» **Exercise prompt**
A faithful copy without images is required: write out all the records exactly.

"""

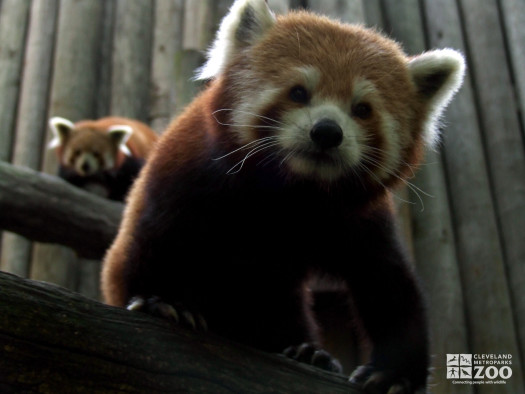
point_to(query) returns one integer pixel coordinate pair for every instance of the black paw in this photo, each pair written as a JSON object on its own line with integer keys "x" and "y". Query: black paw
{"x": 374, "y": 381}
{"x": 310, "y": 354}
{"x": 176, "y": 313}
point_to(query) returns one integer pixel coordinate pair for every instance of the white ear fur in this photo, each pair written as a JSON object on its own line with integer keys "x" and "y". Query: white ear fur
{"x": 61, "y": 129}
{"x": 120, "y": 135}
{"x": 244, "y": 24}
{"x": 438, "y": 76}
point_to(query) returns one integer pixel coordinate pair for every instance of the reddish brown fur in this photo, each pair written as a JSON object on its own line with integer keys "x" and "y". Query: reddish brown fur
{"x": 189, "y": 227}
{"x": 140, "y": 143}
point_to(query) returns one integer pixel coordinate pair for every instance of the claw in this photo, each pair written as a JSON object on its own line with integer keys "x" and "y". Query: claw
{"x": 188, "y": 318}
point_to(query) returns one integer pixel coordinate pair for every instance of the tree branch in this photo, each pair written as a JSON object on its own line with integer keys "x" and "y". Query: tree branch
{"x": 45, "y": 208}
{"x": 54, "y": 340}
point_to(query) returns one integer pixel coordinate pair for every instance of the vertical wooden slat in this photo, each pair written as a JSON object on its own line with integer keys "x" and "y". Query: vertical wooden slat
{"x": 373, "y": 13}
{"x": 197, "y": 36}
{"x": 132, "y": 59}
{"x": 433, "y": 234}
{"x": 73, "y": 95}
{"x": 504, "y": 145}
{"x": 167, "y": 41}
{"x": 13, "y": 22}
{"x": 513, "y": 14}
{"x": 105, "y": 65}
{"x": 279, "y": 6}
{"x": 31, "y": 121}
{"x": 488, "y": 307}
{"x": 347, "y": 11}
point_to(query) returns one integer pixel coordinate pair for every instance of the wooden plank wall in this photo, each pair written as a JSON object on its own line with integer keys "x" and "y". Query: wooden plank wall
{"x": 89, "y": 58}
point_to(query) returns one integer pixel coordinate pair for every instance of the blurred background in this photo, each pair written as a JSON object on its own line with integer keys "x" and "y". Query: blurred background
{"x": 465, "y": 226}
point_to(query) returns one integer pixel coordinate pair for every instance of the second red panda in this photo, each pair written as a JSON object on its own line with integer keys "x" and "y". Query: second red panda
{"x": 280, "y": 170}
{"x": 102, "y": 156}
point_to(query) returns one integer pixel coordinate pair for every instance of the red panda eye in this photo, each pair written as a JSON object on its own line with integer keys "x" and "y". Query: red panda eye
{"x": 299, "y": 94}
{"x": 362, "y": 110}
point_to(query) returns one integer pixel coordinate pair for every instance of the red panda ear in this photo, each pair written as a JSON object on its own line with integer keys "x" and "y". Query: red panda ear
{"x": 119, "y": 137}
{"x": 61, "y": 129}
{"x": 245, "y": 24}
{"x": 438, "y": 75}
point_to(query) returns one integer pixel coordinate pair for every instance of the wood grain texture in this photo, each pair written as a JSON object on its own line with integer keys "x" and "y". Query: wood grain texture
{"x": 91, "y": 347}
{"x": 132, "y": 44}
{"x": 433, "y": 233}
{"x": 31, "y": 123}
{"x": 73, "y": 95}
{"x": 47, "y": 209}
{"x": 167, "y": 42}
{"x": 481, "y": 258}
{"x": 13, "y": 25}
{"x": 505, "y": 149}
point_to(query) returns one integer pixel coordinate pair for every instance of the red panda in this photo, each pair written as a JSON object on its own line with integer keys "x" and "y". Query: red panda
{"x": 281, "y": 169}
{"x": 102, "y": 156}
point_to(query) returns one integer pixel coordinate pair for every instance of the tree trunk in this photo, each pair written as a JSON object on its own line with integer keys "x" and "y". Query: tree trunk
{"x": 45, "y": 208}
{"x": 53, "y": 340}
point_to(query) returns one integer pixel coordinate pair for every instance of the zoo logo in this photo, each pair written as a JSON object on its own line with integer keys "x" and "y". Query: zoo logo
{"x": 460, "y": 366}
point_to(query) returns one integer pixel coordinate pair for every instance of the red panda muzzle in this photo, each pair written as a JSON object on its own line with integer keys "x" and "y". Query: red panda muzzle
{"x": 326, "y": 134}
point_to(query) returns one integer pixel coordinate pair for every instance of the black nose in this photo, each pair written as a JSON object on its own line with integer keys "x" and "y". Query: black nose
{"x": 326, "y": 134}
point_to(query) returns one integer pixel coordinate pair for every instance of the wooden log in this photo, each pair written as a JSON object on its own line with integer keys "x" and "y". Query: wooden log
{"x": 13, "y": 25}
{"x": 73, "y": 96}
{"x": 132, "y": 59}
{"x": 92, "y": 347}
{"x": 167, "y": 41}
{"x": 505, "y": 150}
{"x": 485, "y": 288}
{"x": 45, "y": 208}
{"x": 32, "y": 117}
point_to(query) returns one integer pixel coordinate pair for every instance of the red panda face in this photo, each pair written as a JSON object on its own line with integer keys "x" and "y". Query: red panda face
{"x": 88, "y": 150}
{"x": 329, "y": 100}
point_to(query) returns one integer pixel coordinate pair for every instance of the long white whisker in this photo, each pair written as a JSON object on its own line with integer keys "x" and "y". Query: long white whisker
{"x": 254, "y": 151}
{"x": 249, "y": 113}
{"x": 410, "y": 185}
{"x": 258, "y": 141}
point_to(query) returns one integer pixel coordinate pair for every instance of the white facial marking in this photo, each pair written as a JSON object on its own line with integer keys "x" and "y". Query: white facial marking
{"x": 306, "y": 158}
{"x": 243, "y": 118}
{"x": 86, "y": 164}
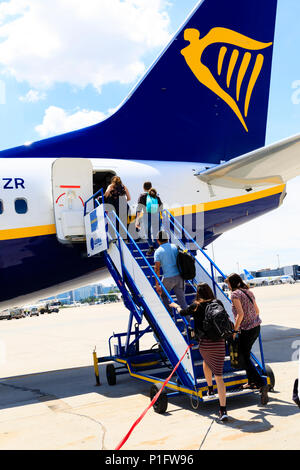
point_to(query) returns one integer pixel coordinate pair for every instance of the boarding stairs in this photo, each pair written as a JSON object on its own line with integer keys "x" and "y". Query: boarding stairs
{"x": 132, "y": 269}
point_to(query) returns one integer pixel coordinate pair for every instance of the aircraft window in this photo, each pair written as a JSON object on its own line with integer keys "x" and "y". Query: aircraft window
{"x": 21, "y": 206}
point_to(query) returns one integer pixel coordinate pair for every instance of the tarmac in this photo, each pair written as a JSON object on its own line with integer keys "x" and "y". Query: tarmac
{"x": 49, "y": 400}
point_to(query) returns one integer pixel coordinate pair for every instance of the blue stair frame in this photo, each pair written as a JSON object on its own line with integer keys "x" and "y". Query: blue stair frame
{"x": 133, "y": 272}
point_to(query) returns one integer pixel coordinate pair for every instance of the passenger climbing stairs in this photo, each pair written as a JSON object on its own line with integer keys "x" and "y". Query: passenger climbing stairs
{"x": 133, "y": 271}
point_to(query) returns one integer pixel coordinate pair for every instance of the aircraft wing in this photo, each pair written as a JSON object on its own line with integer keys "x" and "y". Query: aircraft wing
{"x": 273, "y": 164}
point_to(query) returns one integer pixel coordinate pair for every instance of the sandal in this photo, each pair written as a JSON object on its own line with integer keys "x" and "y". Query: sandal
{"x": 249, "y": 386}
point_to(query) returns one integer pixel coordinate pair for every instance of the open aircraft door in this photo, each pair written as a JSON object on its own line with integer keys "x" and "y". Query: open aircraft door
{"x": 72, "y": 184}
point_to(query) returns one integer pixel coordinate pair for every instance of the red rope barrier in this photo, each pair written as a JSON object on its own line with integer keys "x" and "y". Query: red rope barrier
{"x": 151, "y": 404}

"""

» **Response to the exercise**
point_to(query) returns one integer pixel coordinate pair for every instance of the black paw in this photo, each pair written as a JSON object on its own line with integer keys "x" and "y". Query: black paw
{"x": 374, "y": 381}
{"x": 310, "y": 354}
{"x": 176, "y": 313}
point_to(query) returns one integer pixel coordinate pair for every instance of the white ear fur in this photo, each pair written as a JSON object on its own line with integer keys "x" and "y". Query: white ear fur
{"x": 61, "y": 129}
{"x": 120, "y": 135}
{"x": 244, "y": 24}
{"x": 438, "y": 76}
point_to(query) returns one integer pixel coordinate pair for every instance of the reddish brown fur in this photo, each pair written as a JSON object on its own line with integer keys "x" and "y". Query: reddish brown fur
{"x": 189, "y": 227}
{"x": 140, "y": 143}
point_to(query) returns one integer pixel coordinate pair for every instance of the claw in this photo, each pair written as a JSON object on its own line with integer keys "x" and "y". Query: claw
{"x": 188, "y": 318}
point_to(query) returns one integer pixel coordinate pair for every instance of the tree branch in this photo, each pair written as a JSON object on its own line with integer keys "x" and "y". Query: tree branch
{"x": 45, "y": 208}
{"x": 54, "y": 340}
point_to(query) returns one integer pixel coordinate pair for every instance of the vertical wooden slat in this photo, each pair written as a JSON object on its own line with integer keys "x" and "y". Query: vertical wooden slat
{"x": 373, "y": 13}
{"x": 197, "y": 36}
{"x": 132, "y": 59}
{"x": 433, "y": 234}
{"x": 73, "y": 95}
{"x": 504, "y": 145}
{"x": 167, "y": 41}
{"x": 13, "y": 22}
{"x": 513, "y": 14}
{"x": 105, "y": 65}
{"x": 279, "y": 6}
{"x": 31, "y": 121}
{"x": 488, "y": 307}
{"x": 347, "y": 11}
point_to(query) returns one integer pixel coordinate pair for every instance of the wooden plank wall in this photo, each pair written as a JSON object on its own line with integer keys "x" and "y". Query: wooden plank wall
{"x": 89, "y": 58}
point_to(query) returns one integer pixel coordinate pair for every instance of the blurred background in this photo, each pair written as a JSON object on its own line with integer keys "x" and "y". Query: blurred background
{"x": 465, "y": 226}
point_to(query) returns one integer pixel coordinate pair for every instance of the second red panda in this photo, each pair written as a JSON object on its own line with integer keys "x" and "y". Query: second red panda
{"x": 280, "y": 170}
{"x": 102, "y": 156}
point_to(query) returns one integer pixel coordinate pair for every instance of the red panda eye in this photo, each pair written as a JSON object on its own line with integer keys "x" and "y". Query: red panda eye
{"x": 299, "y": 94}
{"x": 362, "y": 110}
point_to(query) returns one integer pixel coordinate pair for every instance of the red panda ear in this photo, each pair written as a JSON object on its own line with integer keys "x" and "y". Query: red panda ear
{"x": 119, "y": 137}
{"x": 61, "y": 129}
{"x": 245, "y": 24}
{"x": 438, "y": 75}
point_to(query) returns one integer pixel coordinate pair for every instance of the wood grain texture in this photo, each pair written as a JSON object on its own line with integer keys "x" and "y". Query: wood grain texture
{"x": 91, "y": 347}
{"x": 132, "y": 44}
{"x": 433, "y": 233}
{"x": 31, "y": 123}
{"x": 73, "y": 95}
{"x": 47, "y": 209}
{"x": 167, "y": 42}
{"x": 481, "y": 258}
{"x": 13, "y": 25}
{"x": 505, "y": 149}
point_to(query) returns one integer pixel coordinate pair for every instance of the red panda in this photo, each pair written as a JSON object on its own line with integer keys "x" and "y". Query: red panda
{"x": 281, "y": 169}
{"x": 102, "y": 156}
point_to(query) returns one integer pixel coordinate pair for every instance of the tree trunk in this photo, each pair written as a JSON object on its own line with integer keys "x" and "y". Query: tree trunk
{"x": 45, "y": 208}
{"x": 53, "y": 340}
point_to(query) returns one integer pixel coordinate pair for every instance of the zoo logo in this photo, each pair written as a JSON object on its own line with integer keys "x" and "y". Query: zoo logo
{"x": 460, "y": 366}
point_to(query) returns one integer pixel coordinate pair for every instance of the red panda muzzle in this photo, each pair written as a JSON object on its own line with integer keys "x" and "y". Query: red panda muzzle
{"x": 326, "y": 134}
point_to(query) returns one integer pixel coordinate pair for every instance of the black nose in this photo, each pair written as a JSON object on its own line with integer keys "x" and "y". Query: black nose
{"x": 326, "y": 134}
point_to(query) returns one integer pixel coordinate pair for every instance of the wooden log in this photo, each pair written as a JSON object on its own line with integer keys "x" and "y". Query: wooden log
{"x": 13, "y": 25}
{"x": 73, "y": 96}
{"x": 132, "y": 59}
{"x": 92, "y": 347}
{"x": 167, "y": 41}
{"x": 505, "y": 150}
{"x": 485, "y": 288}
{"x": 45, "y": 208}
{"x": 32, "y": 117}
point_to(query) returns one integer pixel coordinate pair for every instance of the red panda face in this photo, each pair written as a JSON object on its own line with integer keys "x" and "y". Query: red panda face
{"x": 88, "y": 150}
{"x": 329, "y": 100}
point_to(query) returns one integer pixel coordinate pair for every instance of the long white whisker in this photo, each pair written as a JSON object on its own line with integer keys "x" and "y". Query: long white whisker
{"x": 254, "y": 151}
{"x": 249, "y": 113}
{"x": 410, "y": 185}
{"x": 258, "y": 141}
point_to(query) returns one integer pixel coordinate pair for every instance of the white facial marking in this photo, each pair written as a JSON object on its own line with integer keys "x" and "y". Query: white facial marking
{"x": 306, "y": 158}
{"x": 243, "y": 118}
{"x": 86, "y": 164}
point_to(query) returns one integer pixel coordinate pair for every instance of the boarding stairs in this photo, each pair written as a JSON object on its own line with integer keys "x" and "y". Query: boarding stairs
{"x": 132, "y": 269}
point_to(query) returns one integer pixel coordinate pair for every instance of the aircraft window in this photo, each pair written as a JSON object on its own line with integer keys "x" and "y". Query: aircraft window
{"x": 21, "y": 206}
point_to(query) returns one integer pixel coordinate pair for every instance of the tarmac in this photo, each pair written as a JSON object on its own line with integer keys "x" and "y". Query: tarmac
{"x": 49, "y": 400}
point_to(query) returns one integer pixel coordinate pair for every instance of the blue stair frame in this photo, each pair written as a JSON object on its own line with integer keys "x" and "y". Query: blue stair frame
{"x": 133, "y": 272}
point_to(query) returns one integer pixel coordinate pair for every instance of the passenger climbing stairs in this photo, each pair written as a JSON object on its own line with integer keys "x" and "y". Query: passenger climbing stairs
{"x": 133, "y": 271}
point_to(query) returns one integer pixel coordinate pair for every instance of the aircraft wing in this photo, each pair written as a JSON object on its own line with integer keys "x" and "y". Query: aircraft wing
{"x": 273, "y": 164}
point_to(query) returns one integer pixel coordinate pair for every instance of the sandal in this photo, each pair written as a JSON object on its own line with integer keys "x" and "y". Query: sandal
{"x": 249, "y": 386}
point_to(query) returns one integer pixel coordinate pair for every instance of the open aircraft door in this photo, each pair written as a JSON object on its own line with integer keys "x" and "y". Query: open aircraft door
{"x": 72, "y": 184}
point_to(query) returns one integer pixel coordinate pair for every instance of the red rope barrier in this photo, each pair written as a JSON object on its own line with integer keys "x" and "y". Query: red rope barrier
{"x": 151, "y": 404}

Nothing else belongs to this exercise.